Instrução: Troque "wooden" por "bamboo" em todas as entradas abaixo e reproduza-as sem nenhuma outra alteração. Deixe as imagens de fora da resposta.

[Entradas de origem]
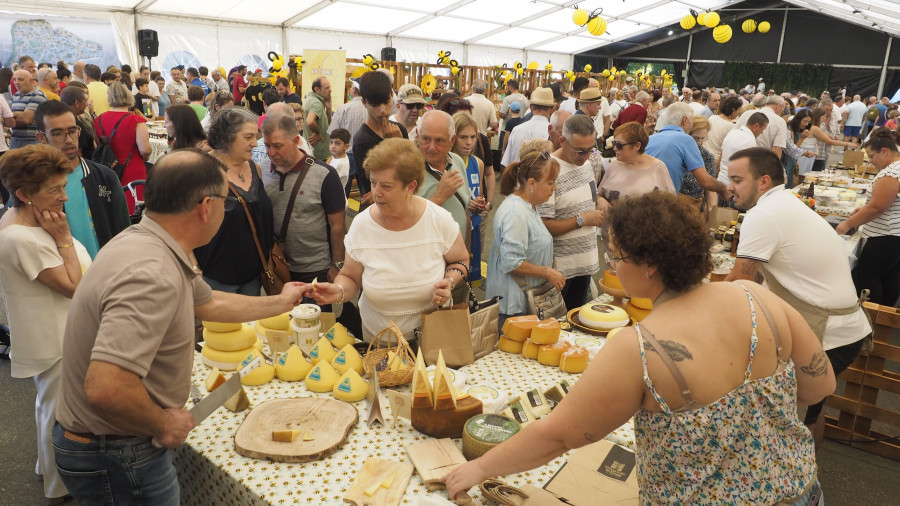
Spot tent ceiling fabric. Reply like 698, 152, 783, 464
24, 0, 900, 54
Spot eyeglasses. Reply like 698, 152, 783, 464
41, 127, 81, 142
524, 151, 550, 181
563, 137, 596, 156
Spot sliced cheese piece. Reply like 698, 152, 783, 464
412, 347, 434, 409
203, 324, 257, 351
203, 321, 241, 332
275, 344, 313, 381
309, 337, 337, 364
304, 364, 339, 392
332, 369, 369, 402
272, 430, 303, 443
331, 344, 364, 375
259, 313, 291, 332
206, 367, 226, 392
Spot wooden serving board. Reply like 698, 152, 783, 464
344, 458, 413, 506
234, 397, 359, 462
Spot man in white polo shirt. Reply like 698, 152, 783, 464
726, 148, 872, 446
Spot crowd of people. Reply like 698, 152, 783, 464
0, 52, 900, 504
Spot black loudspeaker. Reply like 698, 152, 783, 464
138, 30, 159, 58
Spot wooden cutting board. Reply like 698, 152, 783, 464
234, 397, 359, 462
344, 458, 413, 506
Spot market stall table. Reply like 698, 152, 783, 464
175, 310, 634, 505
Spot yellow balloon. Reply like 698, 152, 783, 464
741, 19, 756, 33
588, 17, 606, 36
713, 25, 731, 44
572, 9, 589, 26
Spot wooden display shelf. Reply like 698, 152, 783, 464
825, 302, 900, 461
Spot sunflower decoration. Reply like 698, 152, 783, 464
420, 72, 437, 95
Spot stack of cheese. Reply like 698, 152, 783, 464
500, 315, 588, 374
200, 322, 262, 371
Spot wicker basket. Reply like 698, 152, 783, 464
363, 322, 416, 387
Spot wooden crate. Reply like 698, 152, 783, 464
825, 303, 900, 460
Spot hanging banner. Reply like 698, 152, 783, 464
301, 49, 347, 111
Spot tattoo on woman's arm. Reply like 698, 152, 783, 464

Solução do exercício:
Spot tent ceiling fabric. Reply like 698, 152, 783, 464
24, 0, 900, 54
Spot eyeglasses. Reply like 698, 152, 783, 464
41, 127, 81, 142
524, 151, 550, 181
563, 137, 596, 156
Spot sliced cheese piece. Reply like 698, 152, 783, 464
412, 347, 434, 409
203, 324, 257, 351
203, 321, 241, 332
275, 344, 313, 381
309, 337, 337, 364
304, 364, 339, 392
332, 369, 369, 402
272, 430, 303, 443
331, 344, 364, 375
259, 313, 291, 332
206, 367, 226, 392
Spot bamboo serving board. Reply like 698, 152, 783, 464
344, 458, 413, 506
234, 397, 359, 462
Spot man in white polo shirt. Reply like 698, 152, 783, 464
726, 148, 872, 446
Spot crowd of people. Reply like 698, 152, 783, 464
0, 52, 900, 504
Spot black loudspeaker. Reply like 698, 152, 783, 464
138, 30, 159, 58
Spot bamboo cutting board. Reply like 698, 152, 783, 464
234, 397, 359, 462
344, 458, 413, 506
Spot market stall table. Reply like 698, 152, 783, 464
175, 310, 634, 505
Spot yellow balloon. Reply like 698, 152, 783, 464
741, 19, 756, 33
588, 17, 606, 36
713, 25, 731, 44
572, 9, 589, 26
Spot bamboo display shelf. Reply like 698, 152, 783, 464
825, 302, 900, 461
Spot sunflower decoration. Reply like 698, 152, 783, 464
420, 72, 437, 95
Spot stack of cheese. Reply like 698, 152, 783, 464
500, 315, 588, 374
200, 322, 262, 371
Spot wicker basket. Reply like 698, 152, 783, 464
363, 322, 416, 387
Spot bamboo crate. Reply like 698, 152, 783, 464
825, 303, 900, 460
Spot hanging banner. Reply like 698, 152, 783, 464
301, 49, 347, 111
Spot tattoo on woman's arm. Reply like 698, 152, 783, 464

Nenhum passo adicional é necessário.